DOCUMENT EXTRACT START

Definition 6.4 (Lurking variable) A lurking variable is an extraneous variable associated with the response and explanatory variables (that is, is a confounding variable), but whose values are not measured, assessed, described or recorded in the study.
Lurking variables are associated with the response and explanatory variables, but are not recorded

FIGURE 6.4: Lurking variables are associated with the response and explanatory variables, but are not recorded

Example 6.4 (Lurking variables) Consider the relationship between carrying cigarette lighters, and developing lung cancer (Example 6.3).

In this study, we could define:

  • the response variable as “whether or not a person gets lung cancer”; and
  • the explanatory variable as “whether or not a person carries a cigarette lighter.”

Now consider the variable “whether or not a person is a smoker.” This variable is associated with the response variable (people who smoke are more likely to get lung cancer than those who do not smoke) and with the explanatory variable (people who smoke are more likely to carry a cigarete lighter than those who do not smoke).

Hence, if that information was recorded by the researchers, it would be called a confounding variable.

In contrast, if it was not recorded by the researchers, it would be called a lurking variable (Fig. 6.5).

DOCUMENT EXTRACT END

## [INSTRUCTIONS FOR THE TASK]
Say whether each statement agrees with the passage on lurking variables, answering yes or no and quoting the words of the passage that decide it: (a) a lurking variable's values are recorded in the study; (b) in the cigarette lighter example, the explanatory variable is whether or not a person carries a cigarette lighter; (c) smoking status would be called a confounding variable if the researchers recorded it.

DATA SEGMENT START

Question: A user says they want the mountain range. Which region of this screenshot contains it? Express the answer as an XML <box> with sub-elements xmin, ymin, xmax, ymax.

DATA SEGMENT END

## [THE ANSWER]
(a) No: "whose values are not measured, assessed, described or recorded in the study"
(b) Yes: "the explanatory variable as “whether or not a person carries a cigarette lighter.”"
(c) Yes: "if that information was recorded by the researchers, it would be called a confounding variable"